Copy every one of the following entries word for word, with nothing changed.
########################################
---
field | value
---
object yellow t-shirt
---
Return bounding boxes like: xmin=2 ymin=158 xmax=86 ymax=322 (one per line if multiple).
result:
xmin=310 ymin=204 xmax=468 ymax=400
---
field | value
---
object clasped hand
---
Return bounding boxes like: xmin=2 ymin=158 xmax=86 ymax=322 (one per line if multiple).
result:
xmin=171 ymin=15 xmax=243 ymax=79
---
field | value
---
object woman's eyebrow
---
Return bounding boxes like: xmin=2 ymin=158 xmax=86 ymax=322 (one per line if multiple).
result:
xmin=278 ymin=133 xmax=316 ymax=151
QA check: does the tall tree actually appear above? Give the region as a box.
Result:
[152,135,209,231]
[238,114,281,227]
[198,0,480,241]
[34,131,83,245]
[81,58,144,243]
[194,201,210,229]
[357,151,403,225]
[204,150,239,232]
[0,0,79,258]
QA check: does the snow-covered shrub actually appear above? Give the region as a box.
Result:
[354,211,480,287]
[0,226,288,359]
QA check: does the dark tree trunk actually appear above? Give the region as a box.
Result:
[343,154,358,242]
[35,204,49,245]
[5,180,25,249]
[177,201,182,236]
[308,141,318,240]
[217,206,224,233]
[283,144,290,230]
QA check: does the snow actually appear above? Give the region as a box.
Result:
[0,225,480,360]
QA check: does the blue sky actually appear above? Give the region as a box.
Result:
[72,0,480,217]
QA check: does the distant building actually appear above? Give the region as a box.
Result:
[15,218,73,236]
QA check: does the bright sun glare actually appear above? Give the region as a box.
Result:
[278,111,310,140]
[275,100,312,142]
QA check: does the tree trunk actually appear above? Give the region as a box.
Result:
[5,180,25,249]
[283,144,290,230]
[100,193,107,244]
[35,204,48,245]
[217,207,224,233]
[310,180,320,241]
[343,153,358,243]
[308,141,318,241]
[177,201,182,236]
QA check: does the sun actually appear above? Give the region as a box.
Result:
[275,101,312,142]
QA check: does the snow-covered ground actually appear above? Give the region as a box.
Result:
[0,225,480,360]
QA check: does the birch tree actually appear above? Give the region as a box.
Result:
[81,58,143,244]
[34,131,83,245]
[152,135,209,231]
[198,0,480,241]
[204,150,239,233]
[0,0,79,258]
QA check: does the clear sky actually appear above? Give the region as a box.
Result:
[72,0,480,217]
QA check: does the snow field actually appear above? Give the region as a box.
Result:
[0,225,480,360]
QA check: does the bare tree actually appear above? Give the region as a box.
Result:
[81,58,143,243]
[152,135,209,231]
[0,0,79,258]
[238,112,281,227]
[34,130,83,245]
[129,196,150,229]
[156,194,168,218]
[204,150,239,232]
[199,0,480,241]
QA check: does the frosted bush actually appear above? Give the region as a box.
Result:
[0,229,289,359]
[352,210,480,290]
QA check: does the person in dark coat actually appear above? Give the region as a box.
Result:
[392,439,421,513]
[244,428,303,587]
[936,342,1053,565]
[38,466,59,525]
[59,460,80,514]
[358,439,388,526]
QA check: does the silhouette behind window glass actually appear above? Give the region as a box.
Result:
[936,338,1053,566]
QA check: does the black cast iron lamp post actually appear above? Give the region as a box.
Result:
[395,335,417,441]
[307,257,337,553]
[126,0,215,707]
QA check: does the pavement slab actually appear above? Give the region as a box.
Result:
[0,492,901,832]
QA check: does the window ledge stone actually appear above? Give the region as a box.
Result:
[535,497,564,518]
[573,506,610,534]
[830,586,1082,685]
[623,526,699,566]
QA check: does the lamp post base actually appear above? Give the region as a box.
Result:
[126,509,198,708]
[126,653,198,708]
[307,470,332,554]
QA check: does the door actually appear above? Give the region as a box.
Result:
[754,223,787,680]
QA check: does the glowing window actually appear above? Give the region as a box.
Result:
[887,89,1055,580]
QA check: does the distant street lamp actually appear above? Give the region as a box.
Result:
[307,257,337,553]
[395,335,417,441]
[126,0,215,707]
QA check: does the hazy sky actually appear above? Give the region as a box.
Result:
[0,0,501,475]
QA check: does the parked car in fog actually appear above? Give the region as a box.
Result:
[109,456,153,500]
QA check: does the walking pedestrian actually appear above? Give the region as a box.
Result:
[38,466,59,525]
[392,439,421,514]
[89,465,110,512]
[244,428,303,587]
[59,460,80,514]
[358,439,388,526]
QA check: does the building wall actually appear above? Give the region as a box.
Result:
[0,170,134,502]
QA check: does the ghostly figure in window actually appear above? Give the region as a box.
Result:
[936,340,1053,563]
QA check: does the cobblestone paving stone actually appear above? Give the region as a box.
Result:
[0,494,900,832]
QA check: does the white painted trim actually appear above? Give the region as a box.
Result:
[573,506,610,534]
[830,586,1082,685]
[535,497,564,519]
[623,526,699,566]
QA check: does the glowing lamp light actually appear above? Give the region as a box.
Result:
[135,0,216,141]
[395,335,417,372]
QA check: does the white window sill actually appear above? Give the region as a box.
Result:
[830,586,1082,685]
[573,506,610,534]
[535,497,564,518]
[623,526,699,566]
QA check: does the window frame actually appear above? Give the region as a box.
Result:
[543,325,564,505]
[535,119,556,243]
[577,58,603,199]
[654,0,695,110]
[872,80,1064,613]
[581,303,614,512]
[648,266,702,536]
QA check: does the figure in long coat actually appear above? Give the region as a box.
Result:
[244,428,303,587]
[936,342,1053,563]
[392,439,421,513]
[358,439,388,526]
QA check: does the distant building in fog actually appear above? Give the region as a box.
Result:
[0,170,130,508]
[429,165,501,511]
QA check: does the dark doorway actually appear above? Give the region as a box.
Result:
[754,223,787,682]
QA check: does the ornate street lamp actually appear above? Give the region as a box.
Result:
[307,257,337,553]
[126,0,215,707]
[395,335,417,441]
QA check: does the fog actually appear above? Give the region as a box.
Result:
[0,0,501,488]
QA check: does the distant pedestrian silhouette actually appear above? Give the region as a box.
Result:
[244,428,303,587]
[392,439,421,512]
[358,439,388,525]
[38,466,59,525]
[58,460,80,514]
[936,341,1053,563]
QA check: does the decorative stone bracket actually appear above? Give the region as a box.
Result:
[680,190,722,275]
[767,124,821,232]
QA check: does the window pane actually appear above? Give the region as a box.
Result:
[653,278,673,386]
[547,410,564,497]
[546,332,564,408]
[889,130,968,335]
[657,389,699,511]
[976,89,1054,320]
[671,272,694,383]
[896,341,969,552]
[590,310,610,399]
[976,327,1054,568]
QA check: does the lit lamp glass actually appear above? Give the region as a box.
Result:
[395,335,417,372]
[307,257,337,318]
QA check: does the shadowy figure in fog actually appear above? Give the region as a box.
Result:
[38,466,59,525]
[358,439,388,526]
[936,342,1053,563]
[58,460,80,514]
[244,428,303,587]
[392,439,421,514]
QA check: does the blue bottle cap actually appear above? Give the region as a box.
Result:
########################################
§ **Final result**
---
field | value
---
object yellow t-shirt
---
Return bounding boxes like: xmin=2 ymin=158 xmax=86 ymax=322 (one per line if multiple).
result:
xmin=310 ymin=204 xmax=468 ymax=400
---
field | value
---
object clasped hand
---
Return bounding boxes like: xmin=2 ymin=158 xmax=86 ymax=322 (one per line if multiple).
result:
xmin=171 ymin=15 xmax=243 ymax=79
---
field | value
---
object woman's eyebrow
---
Return bounding boxes like: xmin=2 ymin=158 xmax=86 ymax=322 (one per line if multiple).
result:
xmin=278 ymin=133 xmax=316 ymax=151
QA check: does the tall tree actually appear above? Give the region as a box.
Result:
[152,135,209,231]
[238,114,281,227]
[198,0,480,241]
[34,131,83,245]
[81,58,144,243]
[194,201,210,229]
[357,151,403,225]
[204,150,239,232]
[0,0,79,258]
QA check: does the snow-covered shrub actually appear above? Give the region as a box.
Result:
[354,211,480,287]
[0,226,288,359]
QA check: does the dark tree trunk actually appear above? Give the region as a box.
Result:
[343,154,358,242]
[35,204,49,245]
[5,180,25,249]
[177,201,182,236]
[308,141,318,240]
[217,206,224,233]
[283,144,290,230]
QA check: does the snow actually appear above? Give the region as a box.
Result:
[0,225,480,360]
QA check: does the blue sky actually appear above? Give the region as a box.
Result:
[72,0,480,217]
QA check: does the distant building actually appear above? Give the region as a box.
Result:
[15,218,73,236]
QA check: does the bright sun glare actually appear above? Give the region as a box.
Result:
[278,111,310,140]
[275,100,312,142]
QA check: does the tree trunk actually appear above? Give the region as a box.
Result:
[5,180,25,249]
[283,144,290,230]
[100,193,107,244]
[35,204,48,245]
[217,207,224,233]
[310,180,320,241]
[343,153,358,243]
[308,141,318,241]
[177,201,182,236]
QA check: does the sun actually appear above? Give the region as a box.
Result:
[275,101,312,142]
QA check: does the snow-covered ground actually appear above? Give the region as a box.
Result:
[0,225,480,360]
QA check: does the birch tree actually appear above? Give the region as a box.
Result:
[81,58,143,244]
[34,131,83,245]
[152,135,209,231]
[198,0,480,241]
[204,150,239,233]
[0,0,79,258]
QA check: does the clear sky actually appear above? Give the region as a box.
Result:
[72,0,480,217]
QA check: does the snow field actually appear above? Give the region as a box.
Result:
[0,225,480,360]
QA check: does the bare tree actually appear above? Give the region as a box.
Result:
[81,58,143,243]
[152,135,209,231]
[0,0,79,258]
[238,112,281,227]
[34,130,83,245]
[129,196,150,229]
[156,194,168,218]
[204,150,239,232]
[199,0,480,241]
QA check: does the frosted bush actually appear above? Give the region as a box.
Result:
[0,229,289,359]
[352,210,480,290]
QA check: does the person in dark coat actually appear above? Give the region as a box.
Result:
[392,439,421,513]
[244,428,303,587]
[936,342,1053,565]
[38,466,59,525]
[59,460,80,514]
[358,439,388,526]
QA check: does the silhouette behind window glass actually appear above? Give the region as a box.
Result:
[936,338,1053,566]
QA check: does the black cast iron lamp post actually appear above? Give the region as a box.
Result:
[395,335,417,441]
[307,257,337,553]
[126,0,215,707]
QA check: does the pavement slab actually appear above? Give the region as a box.
Result:
[0,492,901,832]
QA check: does the window ledge stone actually appear above? Give the region as a box.
Result:
[535,497,564,518]
[573,506,610,534]
[830,586,1082,685]
[623,526,699,566]
QA check: does the lamp post base actually appear above? Give the region as a box.
Result:
[126,509,198,708]
[126,653,198,708]
[307,470,332,554]
QA check: does the door actually appear above? Give the region as a box.
Result:
[754,223,787,680]
QA check: does the glowing window actually appear above? Give the region as a box.
Result:
[887,89,1055,580]
QA check: does the distant street lamp actually appear above? Give the region as a box.
Result:
[307,257,337,553]
[395,335,417,441]
[126,0,215,707]
QA check: does the hazy sky actually appear above? Give the region as a box.
Result:
[0,0,501,475]
QA check: does the parked car in fog actually appear above? Give the region as a box.
Result:
[109,456,153,500]
QA check: does the walking pedestrian actually appear above? Give the region as a box.
Result:
[38,466,59,525]
[392,439,421,514]
[89,465,110,512]
[244,428,303,587]
[59,460,80,514]
[358,439,388,526]
QA check: does the building wall actually appear above? Give the region as a box.
Result:
[0,170,134,502]
QA check: does the ghostly figure in window actually appear above? Give the region as a box.
Result:
[936,340,1053,563]
QA check: does the cobblestone paving stone actually appear above? Give the region as a box.
Result:
[0,494,900,832]
QA check: does the white painted trim actually appear above? Give the region as a box.
Result:
[573,506,610,534]
[830,586,1082,685]
[535,497,564,519]
[623,526,699,566]
QA check: does the glowing lamp light actually appear above? Give the region as a box.
Result:
[135,0,216,141]
[395,335,417,372]
QA check: does the white window sill actually appear above? Give the region as a box.
Result:
[830,586,1082,685]
[573,506,610,534]
[535,497,564,518]
[623,526,699,566]
QA check: does the window frame actually appear above? Give the region as a box.
Result:
[543,325,564,505]
[535,119,556,243]
[577,58,603,199]
[654,0,695,110]
[872,80,1064,613]
[581,303,614,512]
[648,266,702,536]
QA check: does the figure in long coat actually appear above? Give the region as a box.
Result:
[244,428,303,587]
[936,342,1053,563]
[392,439,421,513]
[358,439,388,526]
QA check: does the distant building in fog actually appear above? Give the region as a box.
Result:
[0,170,130,508]
[429,165,501,511]
QA check: does the dark doorway actually appear above? Give the region as a box.
Result:
[754,223,787,682]
QA check: does the ornate street lamp actually appear above? Give the region as a box.
Result:
[307,257,337,553]
[126,0,215,707]
[395,335,417,441]
QA check: does the fog actually appear above? Give the region as a box.
Result:
[0,0,501,488]
QA check: does the distant pedestrian silhouette actually appear above? Give the region as a box.
Result:
[244,428,303,587]
[392,439,421,512]
[358,439,388,525]
[38,466,59,525]
[58,460,80,514]
[936,341,1053,563]
QA check: does the decorative stone bracket actually appear above? Give the region as a box.
Result:
[680,190,722,275]
[767,124,821,232]
QA check: does the window pane actually appear above? Give the region as a box.
Result:
[653,278,673,386]
[547,410,564,497]
[546,332,564,408]
[889,130,968,335]
[657,389,699,511]
[976,89,1054,320]
[671,272,694,383]
[896,341,969,552]
[590,310,610,399]
[976,327,1054,568]
QA check: does the lit lamp glass actually appear above? Give the region as a box.
Result:
[395,335,417,372]
[307,257,337,318]
QA check: does the shadowy figure in fog actually appear above? Give the region as a box.
Result:
[38,466,59,525]
[358,439,388,526]
[936,342,1053,563]
[58,460,80,514]
[244,428,303,587]
[392,439,421,514]
QA check: does the blue bottle cap actually appear above? Give the region as a box.
Result:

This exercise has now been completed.